-------- SUPPLIED ENTRIES --------
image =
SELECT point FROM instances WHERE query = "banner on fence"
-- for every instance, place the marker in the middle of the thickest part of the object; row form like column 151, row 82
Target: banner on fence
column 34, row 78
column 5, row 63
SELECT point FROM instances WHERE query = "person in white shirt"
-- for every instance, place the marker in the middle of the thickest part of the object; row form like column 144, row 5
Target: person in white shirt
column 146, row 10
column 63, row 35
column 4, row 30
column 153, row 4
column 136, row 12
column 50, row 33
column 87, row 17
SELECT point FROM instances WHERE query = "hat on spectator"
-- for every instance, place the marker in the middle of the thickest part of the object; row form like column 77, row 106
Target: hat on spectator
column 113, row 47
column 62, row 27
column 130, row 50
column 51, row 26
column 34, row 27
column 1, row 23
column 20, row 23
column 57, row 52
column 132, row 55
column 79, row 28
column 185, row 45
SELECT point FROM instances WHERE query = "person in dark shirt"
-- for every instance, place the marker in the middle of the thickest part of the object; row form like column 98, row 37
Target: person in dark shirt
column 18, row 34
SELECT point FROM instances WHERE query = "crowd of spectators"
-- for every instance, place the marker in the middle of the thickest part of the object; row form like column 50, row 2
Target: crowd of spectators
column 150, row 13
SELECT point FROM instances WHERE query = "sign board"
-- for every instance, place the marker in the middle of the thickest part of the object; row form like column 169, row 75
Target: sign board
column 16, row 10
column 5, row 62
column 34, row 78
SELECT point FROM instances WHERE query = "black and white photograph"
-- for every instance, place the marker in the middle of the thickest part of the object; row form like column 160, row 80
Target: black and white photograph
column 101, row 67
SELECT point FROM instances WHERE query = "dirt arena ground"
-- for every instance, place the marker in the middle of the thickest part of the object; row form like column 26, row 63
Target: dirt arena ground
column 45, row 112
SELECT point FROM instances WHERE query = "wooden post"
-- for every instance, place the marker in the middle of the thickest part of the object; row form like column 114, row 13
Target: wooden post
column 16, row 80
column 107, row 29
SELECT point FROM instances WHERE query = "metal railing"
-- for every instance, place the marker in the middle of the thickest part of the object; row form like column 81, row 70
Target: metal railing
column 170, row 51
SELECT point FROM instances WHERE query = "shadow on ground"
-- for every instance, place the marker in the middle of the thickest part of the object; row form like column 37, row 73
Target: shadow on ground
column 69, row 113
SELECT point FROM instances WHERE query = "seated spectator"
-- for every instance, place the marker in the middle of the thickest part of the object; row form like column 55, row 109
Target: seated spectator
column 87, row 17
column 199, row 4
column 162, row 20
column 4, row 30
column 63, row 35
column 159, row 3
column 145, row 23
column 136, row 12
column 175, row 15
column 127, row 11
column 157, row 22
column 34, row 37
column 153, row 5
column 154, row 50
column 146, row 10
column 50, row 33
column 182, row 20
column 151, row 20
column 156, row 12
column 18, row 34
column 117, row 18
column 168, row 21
--------
REQUIREMENTS: Repeat every record, keeping each word and mark exactly as it is.

IN RESPONSE:
image =
SELECT point FROM instances WHERE query = "banner on fence"
-- for every instance, place the marker in the middle of the thickest part of the object; row form like column 151, row 82
Target: banner on fence
column 34, row 78
column 5, row 63
SELECT point FROM instances WHERE query = "person in white shirt"
-- for every instance, place the marker in the middle of the thickest part of the object; row form like column 144, row 5
Target: person in white shirt
column 146, row 10
column 63, row 35
column 4, row 30
column 153, row 4
column 136, row 12
column 50, row 33
column 87, row 17
SELECT point FROM instances WHERE query = "hat on spectator"
-- for every instance, place the marker in the middle of the thickest part of the object; row form like column 77, row 106
Target: hat on spectator
column 113, row 47
column 62, row 27
column 130, row 50
column 51, row 26
column 34, row 27
column 1, row 23
column 20, row 23
column 57, row 52
column 132, row 55
column 79, row 28
column 185, row 45
SELECT point FROM instances WHERE query = "person in dark shirt"
-- for every instance, place the marker in the middle of the thickest part of the object; row form like column 98, row 37
Target: person in dark shirt
column 18, row 34
SELECT point FROM instances WHERE query = "crowd of spectators"
-- for every instance, place the marker in the middle of the thickest part of the object; row form like column 50, row 2
Target: crowd of spectators
column 150, row 13
SELECT point FROM instances WHERE query = "sign board"
-- for every instance, place the marker in the middle of the thickest part of the object; row form like column 169, row 75
Target: sign board
column 16, row 10
column 5, row 62
column 34, row 78
SELECT point FROM instances WHERE query = "black and white photograph"
-- for every instance, place the marker in the middle of the thickest part of the object; row form like column 160, row 80
Target: black and white photograph
column 101, row 67
SELECT point FROM instances WHERE query = "dirt arena ground"
-- for every instance, place the marker in the middle of the thickest part of the object; row form like column 26, row 63
Target: dirt arena ground
column 45, row 112
SELECT point FROM instances WHERE query = "wooden post"
-- for every instance, place the marker in the middle of the thickest part of the object; row form like column 114, row 13
Target: wooden post
column 16, row 80
column 107, row 29
SELECT point FROM instances WHERE query = "metal railing"
-- for every instance, place the marker in the middle of the thickest part of the object; row form like column 81, row 70
Target: metal railing
column 170, row 51
SELECT point FROM instances WHERE query = "shadow on ground"
-- for every instance, place the marker in the middle of the thickest part of the object; row form like column 37, row 73
Target: shadow on ground
column 69, row 113
SELECT point FROM instances WHERE query = "seated spectator"
-- for every instance, place the marker in the middle of the thickest part of the object; row form like column 55, row 109
Target: seated spectator
column 87, row 17
column 199, row 4
column 162, row 20
column 4, row 30
column 63, row 35
column 159, row 3
column 145, row 23
column 136, row 12
column 175, row 15
column 127, row 11
column 157, row 22
column 34, row 37
column 153, row 5
column 154, row 50
column 146, row 10
column 50, row 33
column 182, row 20
column 151, row 20
column 156, row 12
column 18, row 34
column 117, row 18
column 168, row 21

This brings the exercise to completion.